[記事本文]
中国との国境の川・鴨緑江の川辺で防護服を着て堤防修復作業をしている。2020年10月に中国側から撮影アジアプレス

<北朝鮮内部>コロナ関連実態調査(2)両江道も死者発生 「飢えか疾病かコロナか…死因わからない」 都市間の物流規制は緩和

金正恩政権が新型コロナウイルスの国内感染を認めたのは5月12日。50日近くが経った6月30日の国家非常防疫司令部の集計報告では、発熱者は474万4430人余りで、そのうち473万6220人余りが回復、死亡者の累計はわずか73人だ。だがこの数値に、北朝鮮国内から強い疑問とカラクリを指摘する声が上がっている。アジアプレスでは、北部地域に住む取材パートナーたちに5月12日以降、居住する地区でどれほどの死者が出たのか調査してもらった。栄養状態が悪く他の疾病を持つ住民が、コロナ発生確認後に数多く死亡している実態が分かった。(石丸次郎/カン・ジウォン

◆居住する人民班で調査

調査したのは北部の両江道(リャンガンド)と咸鏡北道(ハムギョンプクド)の計3都市、7地域。取材協力者が暮らしている地区と近隣の人民班で、5月12日~6月20日の間に発生した死者数を調べた。

人民班は最末端の行政組織で、概ね20~30世帯程で構成される。町役場に相当する洞事務所からの指示を伝達し、住民の動向を細部まで把握して当局に報告する役割を担っている。

金正恩政権がコロナ感染を認めた後、人民班長と防疫担当官が毎日、全世帯を回って一日に2~3回の検温を実施した。有熱者(発熱者)は感染の可能性大とみなして主に自宅で隔離させた。

死者が出ると遺体の搬出と火葬手続きを、人民班を通じて国が行った。人民班でカウントされた数値は毎日当局に報告・集計されたはずである。つまり取材協力者たちは、自身が住む地域の人民班に限れば、期間内の死亡状況についてかなり正確に把握できるのだ。

ただ、調査には以下のような限界があった。

1 コロナが死因なのか正確には分からない。
・首都平壌や高位幹部クラスは不明だが、北朝鮮ではPCR検査などの感染判定検査をほぼまったく実施しておらず、地方の防疫当局でも感染実態や死因を特定できていない可能性が高い。

[提供情報]
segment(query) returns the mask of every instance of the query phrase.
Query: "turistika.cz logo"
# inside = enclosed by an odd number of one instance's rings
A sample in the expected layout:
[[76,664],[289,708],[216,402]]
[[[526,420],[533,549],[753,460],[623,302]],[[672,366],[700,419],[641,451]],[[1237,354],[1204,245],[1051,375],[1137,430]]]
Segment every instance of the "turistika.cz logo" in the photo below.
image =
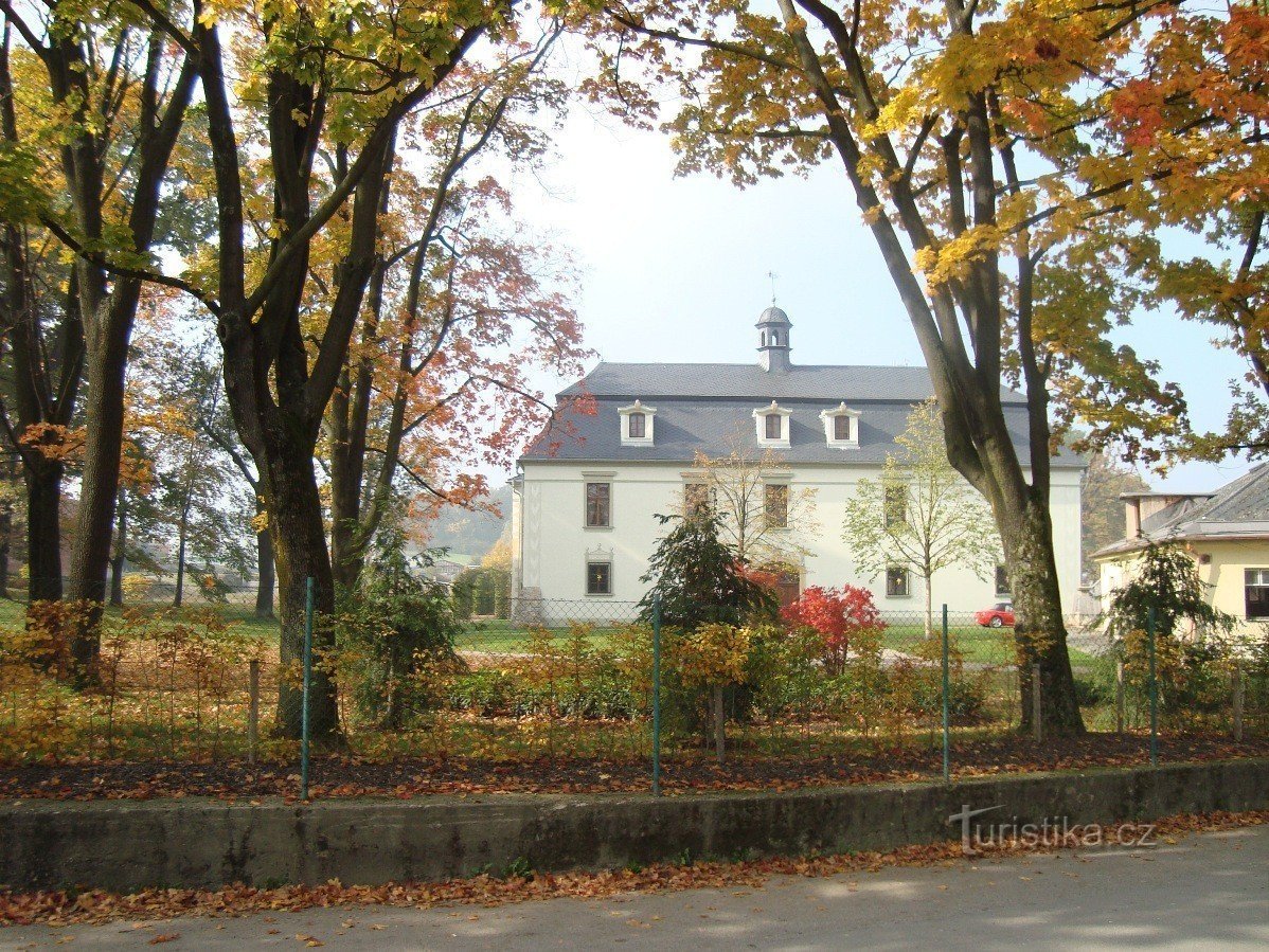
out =
[[976,817],[1003,809],[1003,803],[977,810],[968,803],[948,817],[949,824],[961,824],[961,849],[966,856],[976,856],[985,849],[1044,849],[1052,847],[1123,847],[1136,849],[1155,845],[1155,824],[1122,823],[1104,826],[1098,823],[1071,824],[1066,816],[1046,816],[1039,823],[1010,821],[981,823]]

[作業項目 1] 記事によると、人民班はおおむね何世帯で構成されていますか。
[作業項目 2] 記事の「<北朝鮮内部>コロナ関連実態調査(2)両江道も死者発生 「飢えか疾病かコロナか…死因わからない」 都市間の物流規制は緩和」から「なして主に自宅で隔離させた。」までを、一字も変えずに出力してください。
[作業項目 3] 北朝鮮のコロナ死者調査の記事について、最後の文の次から続きを書いてください。
エントリは記事とは関係ありません。

[回答 1] 概ね20~30世帯程で構成されています。

[回答 2]
<北朝鮮内部>コロナ関連実態調査(2)両江道も死者発生 「飢えか疾病かコロナか…死因わからない」 都市間の物流規制は緩和

金正恩政権が新型コロナウイルスの国内感染を認めたのは5月12日。50日近くが経った6月30日の国家非常防疫司令部の集計報告では、発熱者は474万4430人余りで、そのうち473万6220人余りが回復、死亡者の累計はわずか73人だ。だがこの数値に、北朝鮮国内から強い疑問とカラクリを指摘する声が上がっている。アジアプレスでは、北部地域に住む取材パートナーたちに5月12日以降、居住する地区でどれほどの死者が出たのか調査してもらった。栄養状態が悪く他の疾病を持つ住民が、コロナ発生確認後に数多く死亡している実態が分かった。(石丸次郎/カン・ジウォン

◆居住する人民班で調査

調査したのは北部の両江道(リャンガンド)と咸鏡北道(ハムギョンプクド)の計3都市、7地域。取材協力者が暮らしている地区と近隣の人民班で、5月12日~6月20日の間に発生した死者数を調べた。

人民班は最末端の行政組織で、概ね20~30世帯程で構成される。町役場に相当する洞事務所からの指示を伝達し、住民の動向を細部まで把握して当局に報告する役割を担っている。

金正恩政権がコロナ感染を認めた後、人民班長と防疫担当官が毎日、全世帯を回って一日に2~3回の検温を実施した。有熱者(発熱者)は感染の可能性大とみなして主に自宅で隔離させた。

[回答 3]
・取材協力者たちも、伝え聞いたコロナの一般的な症状から自身や周囲の感染を判断するしかなく、これも推測の域を出ない。

2 地域が限られる。
・調査は北部の両江道と咸鏡北道のみで、他地域や首都平壌の情報には接近できなかった。また調査サンプル数が少ない。

このような限界があることを理解したうえで、報告をお読みいただきたい。

コロナ発生の非常事態を伝える朝鮮中央テレビの5月14日のニュース

◆3~5%程度が死亡の人民班も

・咸鏡北道A市

人民班は平均20世帯程度で住民は50~60人だ。自分の人民班では3人、近隣のふたつの人民班では4人、5人が死んだ。5~7人死んだ所もあるとい聞いた。

A市ではほとんどの人がコロナにかかったのではないか。私もかかった。農村の動員者の中でも出ている。熱が出たら自宅隔離になり、その家を消毒しに来る。そして中国製の解熱剤が1日分与えられて、それで対応は終わり。6月末時点で、感染しても国はほとんど放置状態だ。1~2日は辛いが問題ないというふうにみなされる。ただし、防疫規則は厳しいままだ。

当局はコロナで死んだとはほとんど判定しない。亡くなった人の多くが、もともと何らかの病気を持っていたので、死因をその病気だとしている。中にはまともに食べられなくて飢えて死んだ人もいる。今一番の問題はお金が尽きて食べられないこと。1日2食が当たり前で、1食しか食べられない人もいる。そこにコロナが流行して暮らしは本当に深刻になった。